How many lines contain the string "tree"? Reply with the number alone.

---- SUPPLIED DATA

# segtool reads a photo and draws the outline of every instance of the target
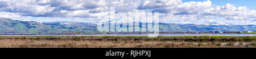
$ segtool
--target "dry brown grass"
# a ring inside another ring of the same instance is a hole
[[[1,37],[1,48],[255,48],[254,40],[188,41],[145,37]],[[255,39],[255,38],[252,38]]]

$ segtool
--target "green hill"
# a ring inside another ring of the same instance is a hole
[[[207,32],[209,31],[256,31],[255,25],[205,25],[160,23],[161,32]],[[0,33],[100,33],[97,24],[90,22],[22,21],[11,19],[0,19]]]

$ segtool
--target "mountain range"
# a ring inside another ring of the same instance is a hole
[[[178,24],[159,23],[162,32],[207,32],[209,31],[255,31],[256,25],[226,25],[193,24]],[[97,24],[92,22],[23,21],[11,19],[0,19],[0,33],[100,33]]]

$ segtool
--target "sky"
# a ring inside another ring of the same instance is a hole
[[[115,13],[159,12],[175,24],[255,25],[255,0],[0,0],[0,18],[96,22]]]

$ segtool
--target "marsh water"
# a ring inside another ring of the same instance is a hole
[[[256,34],[162,34],[161,37],[173,36],[256,36]],[[52,36],[52,37],[85,37],[85,36],[135,36],[147,37],[148,34],[45,34],[45,35],[0,35],[0,36]]]

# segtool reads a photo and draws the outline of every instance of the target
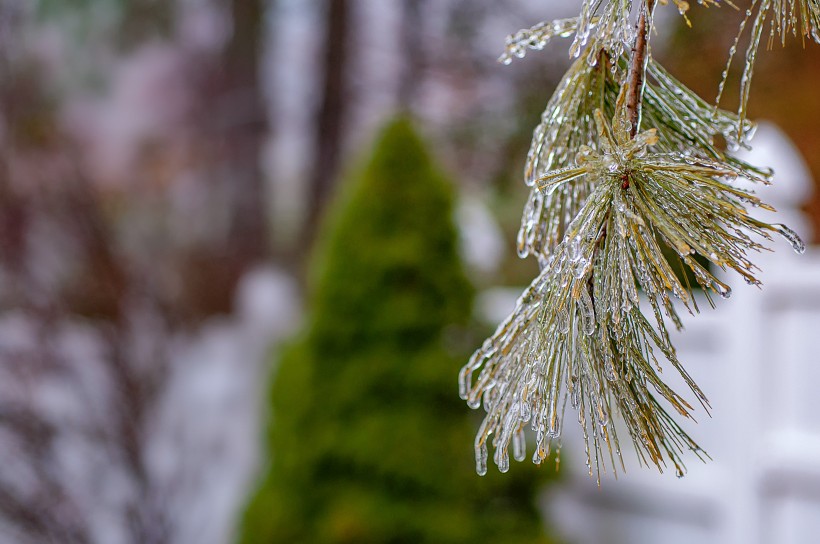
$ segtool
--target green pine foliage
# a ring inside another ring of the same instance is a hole
[[[551,542],[535,506],[549,469],[473,468],[445,342],[473,295],[451,184],[398,120],[345,188],[306,331],[273,378],[272,459],[241,542]]]

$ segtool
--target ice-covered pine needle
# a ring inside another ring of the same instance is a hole
[[[612,126],[600,109],[594,112],[595,148],[581,146],[572,164],[536,180],[546,195],[572,184],[590,193],[513,313],[459,375],[462,398],[486,411],[475,439],[479,474],[487,471],[490,444],[502,472],[511,445],[523,460],[526,427],[534,432],[533,461],[546,459],[560,447],[569,404],[591,475],[623,466],[614,416],[623,419],[641,461],[682,475],[684,452],[705,454],[663,406],[691,417],[692,405],[661,380],[662,367],[673,367],[697,402],[708,403],[678,361],[664,321],[665,315],[680,326],[673,297],[696,309],[692,286],[675,267],[690,268],[705,290],[728,297],[729,287],[695,255],[757,283],[747,258],[763,247],[755,235],[770,240],[779,232],[803,250],[792,231],[747,213],[748,205],[766,205],[729,184],[737,176],[731,165],[658,152],[656,129],[631,139],[622,104],[615,110]]]
[[[746,107],[749,102],[757,51],[760,48],[763,35],[766,33],[767,23],[769,27],[767,45],[770,48],[774,44],[776,36],[780,38],[780,44],[785,45],[788,34],[795,37],[799,35],[804,41],[808,38],[820,43],[820,0],[752,0],[749,9],[746,10],[746,16],[740,23],[735,41],[729,49],[729,60],[726,63],[726,69],[723,71],[718,96],[715,100],[717,104],[720,103],[723,96],[723,89],[729,77],[729,68],[731,68],[740,39],[749,20],[752,21],[752,26],[740,79],[738,115],[741,120],[746,118]]]

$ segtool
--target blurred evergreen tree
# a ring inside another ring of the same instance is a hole
[[[272,461],[241,542],[551,542],[535,506],[548,469],[475,474],[463,357],[443,338],[473,295],[451,184],[398,120],[346,191],[274,379]]]

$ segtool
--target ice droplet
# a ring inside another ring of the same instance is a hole
[[[513,458],[516,461],[523,461],[527,457],[527,439],[524,430],[518,429],[513,435]]]
[[[487,443],[482,442],[479,445],[476,445],[475,448],[475,471],[478,473],[479,476],[484,476],[487,474],[487,458],[489,457],[489,453],[487,452]]]
[[[772,225],[773,227],[777,227],[777,232],[780,233],[783,238],[788,240],[788,242],[792,245],[792,249],[794,249],[795,253],[803,254],[806,252],[806,244],[803,243],[803,240],[800,239],[800,236],[797,235],[792,229],[787,227],[786,225],[775,224]]]

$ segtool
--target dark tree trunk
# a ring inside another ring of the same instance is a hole
[[[346,69],[350,2],[327,0],[325,47],[322,66],[322,96],[316,116],[316,140],[310,175],[306,242],[311,242],[333,188],[346,113]]]
[[[243,265],[267,257],[269,195],[260,166],[268,130],[259,67],[264,37],[263,0],[230,0],[233,35],[225,51],[223,138],[225,175],[232,187],[228,242]]]
[[[422,7],[424,0],[403,0],[401,47],[404,53],[401,80],[399,81],[399,107],[406,112],[413,108],[424,70],[424,47]]]

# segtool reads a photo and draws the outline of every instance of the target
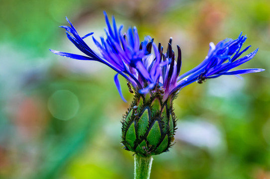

--------

| IN RESPONSE |
2